Each entry here is to be restated word for word.
==============================
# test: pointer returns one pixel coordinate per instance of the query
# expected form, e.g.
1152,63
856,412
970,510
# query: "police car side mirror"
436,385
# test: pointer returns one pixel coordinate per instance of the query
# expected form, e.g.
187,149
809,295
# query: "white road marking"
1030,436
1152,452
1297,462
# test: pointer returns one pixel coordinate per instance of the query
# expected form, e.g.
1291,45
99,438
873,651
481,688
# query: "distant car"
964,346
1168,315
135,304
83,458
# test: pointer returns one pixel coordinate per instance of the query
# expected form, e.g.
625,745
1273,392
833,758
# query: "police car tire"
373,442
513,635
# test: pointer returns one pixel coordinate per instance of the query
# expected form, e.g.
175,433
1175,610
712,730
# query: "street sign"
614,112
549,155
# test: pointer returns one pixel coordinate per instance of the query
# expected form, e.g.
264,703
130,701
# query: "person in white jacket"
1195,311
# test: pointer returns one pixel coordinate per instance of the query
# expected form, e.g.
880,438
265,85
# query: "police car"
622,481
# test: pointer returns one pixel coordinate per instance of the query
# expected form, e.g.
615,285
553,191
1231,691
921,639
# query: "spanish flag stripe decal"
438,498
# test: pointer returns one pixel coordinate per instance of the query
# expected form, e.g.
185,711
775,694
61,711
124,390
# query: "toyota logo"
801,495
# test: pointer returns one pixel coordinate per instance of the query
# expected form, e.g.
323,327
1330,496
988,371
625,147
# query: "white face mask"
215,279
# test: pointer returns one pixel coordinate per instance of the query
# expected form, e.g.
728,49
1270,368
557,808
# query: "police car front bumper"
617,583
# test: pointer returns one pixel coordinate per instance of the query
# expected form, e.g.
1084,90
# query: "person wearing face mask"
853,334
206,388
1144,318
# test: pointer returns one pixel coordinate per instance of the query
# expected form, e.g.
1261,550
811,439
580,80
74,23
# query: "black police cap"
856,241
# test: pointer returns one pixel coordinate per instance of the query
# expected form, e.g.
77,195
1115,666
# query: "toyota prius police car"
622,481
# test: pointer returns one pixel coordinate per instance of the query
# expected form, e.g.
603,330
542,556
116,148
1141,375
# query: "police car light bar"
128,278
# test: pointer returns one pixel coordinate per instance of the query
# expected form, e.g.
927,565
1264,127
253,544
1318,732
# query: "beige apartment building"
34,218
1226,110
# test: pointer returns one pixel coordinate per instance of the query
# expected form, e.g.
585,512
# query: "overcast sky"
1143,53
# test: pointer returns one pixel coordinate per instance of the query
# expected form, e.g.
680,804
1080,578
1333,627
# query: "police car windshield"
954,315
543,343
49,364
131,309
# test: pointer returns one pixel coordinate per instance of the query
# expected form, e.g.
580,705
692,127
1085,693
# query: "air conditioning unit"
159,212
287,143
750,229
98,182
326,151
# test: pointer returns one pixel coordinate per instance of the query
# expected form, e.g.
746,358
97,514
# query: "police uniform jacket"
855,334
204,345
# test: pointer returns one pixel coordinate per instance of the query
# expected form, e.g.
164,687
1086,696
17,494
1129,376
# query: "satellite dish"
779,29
==============================
## ANSWER BOX
# test: pointer returns one pixel coordinate per instance of the query
# expected form, e.g.
1152,63
856,412
970,510
# query: "police car side mirror"
436,385
# test: pointer returns one pixel coordinate per instance of the query
# expected form, e.g.
187,149
809,295
# query: "white road marking"
1030,436
1152,452
1297,462
# test: pointer returns one pixel coordinate per instance of the query
# expected form, e.g.
1291,45
99,438
873,651
481,688
# query: "distant car"
964,346
1168,315
135,304
83,458
# test: pointer returns one pixel coordinate per instance of the query
# expected form, e.g.
625,745
1273,392
833,758
# query: "police car tire"
373,442
513,635
# test: pointer returns one pixel coordinate per instance of the query
# expected form, e.g.
175,433
1175,610
712,730
# query: "street sign"
614,112
549,155
# test: pointer returns one pixel coordinate per instance of the query
# expected form, e.g.
264,703
130,701
# query: "person in white jacket"
1195,311
# test: pointer returns one pixel coordinate per instance of the query
# expected form, e.g.
880,438
265,85
# query: "police car"
622,481
# test: pointer returns one pixel coordinate per instance of the query
# expected form, e.g.
615,285
553,191
1231,691
921,639
# query: "spanish flag stripe decal"
438,498
# test: pointer returns one pixel coordinate per instance of the query
# expected form, e.g.
185,711
775,694
61,711
124,390
# query: "toyota logo"
801,495
# test: pointer returns one pixel coordinate per instance of the query
# expected form, e.g.
323,327
1330,496
988,371
625,147
# query: "white face mask"
215,279
# test: pointer returns one pixel coordinate per instance of the query
# expected form, e.g.
728,49
1270,368
557,808
# query: "police car front bumper"
617,583
# test: pointer returns one pixel coordinate per instance of the query
# expected form, e.g.
1084,90
# query: "person wearing face mask"
853,334
206,388
1144,318
# test: pointer returns one pixel coordinate per instance of the query
# expected form, e.g.
1261,550
811,439
580,80
74,23
# query: "black police cap"
856,241
# test: pointer returns one pixel coordinate per instance of the query
# expected form, e.g.
77,195
1115,666
# query: "toyota prius police car"
622,481
# test: pointer returns one pixel coordinate per instance of the query
# expected form, e.g.
603,330
542,556
116,148
1141,375
# query: "police car light bar"
128,278
# test: pointer returns one pixel coordinate per instance of the query
# expected form, e.g.
927,565
1264,127
253,544
1318,732
# query: "beige apartment building"
34,218
1226,110
# test: pointer returns one pixel coordinate per instance of the query
# expected form, e.g.
585,512
# query: "overcast sky"
1143,53
# test: pointer returns one pixel coordinate per instance of the query
# expected form, e.g.
680,804
1080,578
1333,627
# query: "police car windshield"
954,315
543,343
49,364
131,309
# test: pointer returns one pixel coordinate per instance of the query
# expected form, e.g.
580,705
692,127
1085,693
# query: "air conditioning unit"
159,212
287,143
750,229
98,182
326,151
# test: pointer returns one pixel coordinate per instance of the query
# expected form, e.g.
746,358
97,514
# query: "police uniform jacket"
855,334
204,345
# test: pointer returns one pixel coordinate per instance of the query
# expected form, e.g.
164,687
1086,696
17,494
1129,376
# query: "satellite dish"
779,29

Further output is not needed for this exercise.